DOCUMENT EXCERPT:
-------

They represent the CAMs generated by the baseline model, the CAMs generated with n = 4, the CAMs generated with n = 16, and the CAMs generated with n = 64, respectively.2.
Additionally, the classifier’s ability to accurately recognize small details is attributed to the over-representation of features due to an excessively large n. As illustrated in the 2nd image the CAM exhibits limited coverage in the rear of the carriages and the bottom of the locomotive. However, in the 3rd and 4th images, these fine features are more comprehensively captured. Consequently, we explored the potential of cascading different CAM. When cascading the aforementioned three CAMs, the mIoU reaches up to 53.91%. However, when compared to cascading n=4 and n=16 CAM, the mIoU is only improved by 0.09%. Furthermore, cascading the three further increases the computational cost. Therefore, we have chosen the scheme of cascading n=4 and n=16 to expand the seed region.
4.2.2 Selection of the number of feature fusion layers.
The ResNet38 network comprises seven stages of convolutional blocks. Jiang [15] suggested that fusing multi-scale features at various levels can enhance the self-attention mechanism’s capability to capture both detailed information and global context, thereby improving the model’s perceptual ability and performance. Based on this principle, in this section, we investigate the effect of different stages of feature maps at various scales, connected by up-sampling, on the segmentation results. CAM is extracted stage by stage based on the feature map, allowing for a detailed analysis of its contribution to the segmentation process.
As depicted in Table 2, the mIoU increases as the stage of the input feature map of the Multilevel Activation Fusion Module deepens. Because as the convolutional layers deepen and the sensory fields keep stacking up, the network acquires more complete semantic information, and the CAM covers denser and more complete targets, as shown in the first five CAMs in Fig 9. However, the image information is compressed and the network is less able to perceive its details.
The images in Fig 9 are, in order: Input image; CAMs extracted after the second to sixth stage; CAM fused in 2nd and 3rd stage; CAM fused in2nd, 3rd, and 4th stage; CAM fused in 3rd, 4th, and 5th stage; CAM fused in 4th, 5th, and 6th stage.
Conversely, shallow features inherently contain more fine-grained location information. Thus, we propose to fuse both shallow and deep features. As depicted in the last three CAMs in Fig 9, the superposition of stages enables the feature map to incorporate detailed location information while retaining complete semantic information. Notably, the feature maps fused in the third, fourth, and fifth stages exhibit the most significant improvement in mIoU. However, mIoU decreases after fusing the feature maps of the sixth stage. This decline can be attributed to deeper features potentially capturing irrelevant features, such as the sky depicted at the top in the fifth CAM in Fig 9. Furthermore, continuing to fuse shallower features beyond the third, fourth, and fifth stages also results in a decrease in mIoU. This is due to shallower features lacking high-level semantic information and containing noise, which adversely affects the efficacy of feature fusion. From these observations, it is evident that the optimal feature layer for fusion should strike a balance between being neither too shallow nor too deep.

-------

(Coordinate annotation records)
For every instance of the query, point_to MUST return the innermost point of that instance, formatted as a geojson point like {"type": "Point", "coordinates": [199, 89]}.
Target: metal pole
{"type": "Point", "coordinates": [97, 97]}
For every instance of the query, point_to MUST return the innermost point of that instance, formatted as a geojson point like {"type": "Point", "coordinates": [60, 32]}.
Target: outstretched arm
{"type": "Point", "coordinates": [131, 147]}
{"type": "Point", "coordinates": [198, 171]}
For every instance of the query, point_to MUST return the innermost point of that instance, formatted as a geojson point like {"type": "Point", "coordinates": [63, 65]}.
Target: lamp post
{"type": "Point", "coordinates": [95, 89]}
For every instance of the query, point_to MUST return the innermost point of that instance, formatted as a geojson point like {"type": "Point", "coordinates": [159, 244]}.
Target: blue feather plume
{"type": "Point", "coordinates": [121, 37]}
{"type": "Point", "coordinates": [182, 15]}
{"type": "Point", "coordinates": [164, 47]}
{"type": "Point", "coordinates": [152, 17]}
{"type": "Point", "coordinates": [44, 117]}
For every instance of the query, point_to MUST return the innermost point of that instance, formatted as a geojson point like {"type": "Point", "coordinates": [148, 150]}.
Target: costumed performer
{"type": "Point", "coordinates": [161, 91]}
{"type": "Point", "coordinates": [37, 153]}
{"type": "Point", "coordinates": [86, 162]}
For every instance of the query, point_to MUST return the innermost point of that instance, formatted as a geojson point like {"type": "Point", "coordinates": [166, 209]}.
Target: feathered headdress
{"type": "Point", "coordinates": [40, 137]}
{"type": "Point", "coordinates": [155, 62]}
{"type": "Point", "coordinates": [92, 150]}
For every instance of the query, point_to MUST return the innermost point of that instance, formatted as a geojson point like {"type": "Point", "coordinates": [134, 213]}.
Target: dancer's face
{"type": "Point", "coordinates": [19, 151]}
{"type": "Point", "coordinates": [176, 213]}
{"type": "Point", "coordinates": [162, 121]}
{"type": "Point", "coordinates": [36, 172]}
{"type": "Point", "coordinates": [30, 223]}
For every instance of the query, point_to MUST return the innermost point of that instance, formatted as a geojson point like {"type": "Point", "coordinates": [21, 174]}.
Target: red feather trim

-------

PROBLEM A:
In the CAM excerpt, copy the passage that begins at the words "4.2.2 Selection of" and stops after "the segmentation process.", swapping "ResNet38" for "ResNet50".
PROBLEM B:
According to the CAM excerpt, what mIoU is reached when the three CAMs are cascaded?

EXERCISE OUTPUT A:
4.2.2 Selection of the number of feature fusion layers.
The ResNet50 network comprises seven stages of convolutional blocks. Jiang [15] suggested that fusing multi-scale features at various levels can enhance the self-attention mechanism’s capability to capture both detailed information and global context, thereby improving the model’s perceptual ability and performance. Based on this principle, in this section, we investigate the effect of different stages of feature maps at various scales, connected by up-sampling, on the segmentation results. CAM is extracted stage by stage based on the feature map, allowing for a detailed analysis of its contribution to the segmentation process.

EXERCISE OUTPUT B:
53.91%